Entries taken from a collection:

[Begin]

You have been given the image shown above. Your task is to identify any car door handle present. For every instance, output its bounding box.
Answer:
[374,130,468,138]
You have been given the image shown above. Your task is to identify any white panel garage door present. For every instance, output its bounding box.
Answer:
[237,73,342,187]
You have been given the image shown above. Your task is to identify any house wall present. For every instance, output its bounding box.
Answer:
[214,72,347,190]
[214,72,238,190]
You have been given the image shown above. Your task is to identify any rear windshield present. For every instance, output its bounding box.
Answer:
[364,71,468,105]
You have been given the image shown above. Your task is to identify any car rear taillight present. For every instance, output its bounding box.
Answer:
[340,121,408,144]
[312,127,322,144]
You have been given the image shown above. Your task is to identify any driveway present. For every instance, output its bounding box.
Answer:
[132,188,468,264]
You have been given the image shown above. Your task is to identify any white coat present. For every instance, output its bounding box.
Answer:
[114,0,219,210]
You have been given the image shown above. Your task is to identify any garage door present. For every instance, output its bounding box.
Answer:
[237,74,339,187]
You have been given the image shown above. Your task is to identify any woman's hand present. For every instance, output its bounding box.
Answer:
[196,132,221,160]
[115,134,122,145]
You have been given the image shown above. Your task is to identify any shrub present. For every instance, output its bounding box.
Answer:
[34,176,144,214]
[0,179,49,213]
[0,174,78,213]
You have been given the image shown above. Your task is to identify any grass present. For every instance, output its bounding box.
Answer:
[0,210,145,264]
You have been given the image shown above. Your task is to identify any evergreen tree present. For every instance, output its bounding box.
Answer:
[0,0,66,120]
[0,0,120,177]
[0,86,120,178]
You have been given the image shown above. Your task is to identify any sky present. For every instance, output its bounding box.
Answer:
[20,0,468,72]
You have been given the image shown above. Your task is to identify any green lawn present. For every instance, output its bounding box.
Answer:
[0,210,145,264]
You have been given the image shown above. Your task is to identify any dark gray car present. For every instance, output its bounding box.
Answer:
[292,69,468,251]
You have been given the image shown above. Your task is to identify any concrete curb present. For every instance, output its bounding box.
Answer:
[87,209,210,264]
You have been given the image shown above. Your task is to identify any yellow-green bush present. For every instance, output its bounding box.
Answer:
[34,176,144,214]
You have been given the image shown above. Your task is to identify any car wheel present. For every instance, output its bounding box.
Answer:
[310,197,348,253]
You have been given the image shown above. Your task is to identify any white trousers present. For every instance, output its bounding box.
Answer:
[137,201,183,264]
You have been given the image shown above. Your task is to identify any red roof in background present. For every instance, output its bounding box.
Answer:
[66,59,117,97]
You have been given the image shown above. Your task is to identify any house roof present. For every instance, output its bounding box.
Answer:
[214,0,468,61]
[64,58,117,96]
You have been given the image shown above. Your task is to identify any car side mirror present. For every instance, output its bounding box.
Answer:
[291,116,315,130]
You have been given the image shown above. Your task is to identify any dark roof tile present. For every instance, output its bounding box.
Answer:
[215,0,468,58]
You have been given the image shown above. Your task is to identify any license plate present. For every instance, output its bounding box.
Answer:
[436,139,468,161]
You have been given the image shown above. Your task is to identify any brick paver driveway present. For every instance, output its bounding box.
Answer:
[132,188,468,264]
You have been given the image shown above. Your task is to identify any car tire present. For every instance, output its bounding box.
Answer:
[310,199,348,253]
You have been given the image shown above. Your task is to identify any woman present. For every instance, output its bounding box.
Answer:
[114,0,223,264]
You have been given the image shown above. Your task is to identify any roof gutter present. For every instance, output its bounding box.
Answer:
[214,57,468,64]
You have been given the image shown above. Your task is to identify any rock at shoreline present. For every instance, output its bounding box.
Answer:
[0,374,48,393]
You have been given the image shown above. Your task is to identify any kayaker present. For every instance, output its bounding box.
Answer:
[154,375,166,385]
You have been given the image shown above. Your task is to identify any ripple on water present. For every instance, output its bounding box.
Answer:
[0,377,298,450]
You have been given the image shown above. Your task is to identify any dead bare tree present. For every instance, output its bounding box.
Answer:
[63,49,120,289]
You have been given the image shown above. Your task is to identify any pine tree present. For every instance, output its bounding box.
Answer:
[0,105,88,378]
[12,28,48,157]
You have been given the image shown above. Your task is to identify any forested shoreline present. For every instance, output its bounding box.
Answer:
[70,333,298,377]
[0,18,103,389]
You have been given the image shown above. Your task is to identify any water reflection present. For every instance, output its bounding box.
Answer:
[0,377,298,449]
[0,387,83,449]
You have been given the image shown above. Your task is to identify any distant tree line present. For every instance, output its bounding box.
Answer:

[End]

### [To be done]
Write out all of the rows above again, switching every occurrence of "bounding box" to "enclosing rectangle" and leaving everything else unchanged.

### [Task output]
You have been given the image shown above. Your task is to identify any car door handle present. For every instance, output its enclosing rectangle.
Answer:
[374,130,468,138]
You have been given the image shown above. Your task is to identify any white panel garage door present. For every instance, output its enclosing rectangle.
Answer:
[237,73,342,187]
You have been given the image shown above. Your task is to identify any house wall present. For every instance, output its enclosing rectangle.
Answer:
[214,72,347,190]
[214,72,238,190]
You have been given the image shown above. Your task is to identify any rear windshield present. For every instance, output its enclosing rectangle.
Answer:
[364,71,468,105]
You have been given the image shown above. Your task is to identify any car rear taillight present. For every instance, output its enclosing rectangle.
Answer:
[340,121,408,144]
[312,127,322,144]
You have been given the image shown above. Your task is to identify any driveway present. For every instance, output its enclosing rectangle.
Answer:
[132,188,468,264]
You have been given the image shown above. Your task is to identify any white coat present. For every instance, output its enclosing rectangle.
Answer:
[114,0,219,210]
You have been given the image shown above. Your task is to identify any garage door present. For every instance, output its enclosing rectangle.
Answer:
[237,74,339,187]
You have been given the image shown above. Your task is to identify any woman's hand present. For every instance, output its enclosing rectangle.
Answer:
[196,132,221,160]
[115,134,122,145]
You have been given the image shown above. Your task is to identify any shrub present. For every instance, output its enclosing rectangle.
Answer:
[34,176,144,214]
[0,179,49,213]
[0,174,78,213]
You have been given the image shown above. Your task is to identify any grass present. For every instance, output its enclosing rectangle.
Answer:
[0,210,145,264]
You have been given the image shown above. Your task is to identify any evergreen tree present. For every instance, output its enclosing rectangle.
Answer:
[0,0,66,120]
[0,0,120,177]
[0,86,120,178]
You have been given the image shown above. Your task is to identify any sky present. For every instance, output its enclosing rectangle.
Answer:
[20,0,468,72]
You have been given the image shown above. Your task is to identify any green lawn present. For every instance, output its enclosing rectangle.
Answer:
[0,210,145,264]
You have been given the image shown above. Your task is to identify any dark gray car present. For every instance, output its enclosing rectangle.
Answer:
[292,69,468,251]
You have been given the image shown above. Your task is to identify any concrete curb present. For every instance, output its enclosing rectangle.
Answer:
[87,209,210,264]
You have been given the image shown above. Your task is to identify any yellow-green bush present. For every instance, output its enclosing rectangle.
Answer:
[34,176,144,214]
You have been given the image shown above. Your task is to identify any car wheel present. For every instance, output its enclosing rectangle.
Answer:
[310,197,348,253]
You have been given the image shown above. Your task is to identify any white trousers present. For every instance, output its enclosing rectangle.
Answer:
[137,201,183,264]
You have been given the image shown above. Your task is to identify any red roof in background present. For every instance, output its enclosing rectangle.
Answer:
[66,59,117,97]
You have been given the image shown above. Your task is to identify any house roof present. For every instance, output its enclosing rectangle.
Answer:
[214,0,468,61]
[64,58,117,96]
You have been given the image shown above. Your task is to identify any car side mirror present. For every instance, output its enclosing rectangle.
Answer:
[291,116,315,130]
You have been given the image shown above. Your task is to identify any dark roof tile present. For every instance, output its enclosing rectangle.
Answer:
[215,0,468,58]
You have been given the image shown above. Your task is to identify any license plate present. For every instance, output its enclosing rectangle.
Answer:
[436,139,468,161]
You have been given the image shown above. Your task is to identify any brick paver driveway present. For every instance, output its enclosing rectangle.
Answer:
[132,188,468,264]
You have been given the image shown above. Your task is to identify any car tire present. For every instance, output its enclosing rectangle.
Answer:
[310,199,348,253]
You have been given the image shown above. Your task is to identify any woman present. For every instance, output its enclosing rectangle.
Answer:
[114,0,223,264]
You have been given the image shown above. Your task is to identify any roof gutter present. For every instance, output its enclosing rectangle.
Answer:
[214,57,468,64]
You have been given the image shown above. Your task is to identify any rock at shoreline present. For every instance, output its enclosing rectangle.
Answer:
[0,374,48,393]
You have been given the image shown above. Your task is to identify any kayaker present. For every instance, output its enclosing rectangle.
Answer:
[154,375,166,385]
You have been given the image shown above. Your task is to identify any ripple on water present. For every instance, output its enclosing rectangle.
Answer:
[0,377,298,450]
You have been given the image shown above. Your task is to identify any dead bare tree present. For every instance, output its enclosing rectangle.
Answer:
[63,49,120,289]
You have been given the image shown above. Your task is to identify any pine tree present. For every instance, output its enclosing rectangle.
Answer:
[0,105,88,378]
[12,28,48,157]
You have been given the image shown above. Your task is to identify any forested shoreline present. For every instance, output its enclosing rectangle.
Answer:
[70,333,298,377]
[0,18,103,389]
You have been given the image shown above. Your task is to identify any water reflection present. For every instance, output its enclosing rectangle.
Answer:
[0,377,298,449]
[0,387,83,449]
You have been given the image shown above. Your task is to identify any distant tree line present. For every instance, output its enclosing rectangle.
Answer:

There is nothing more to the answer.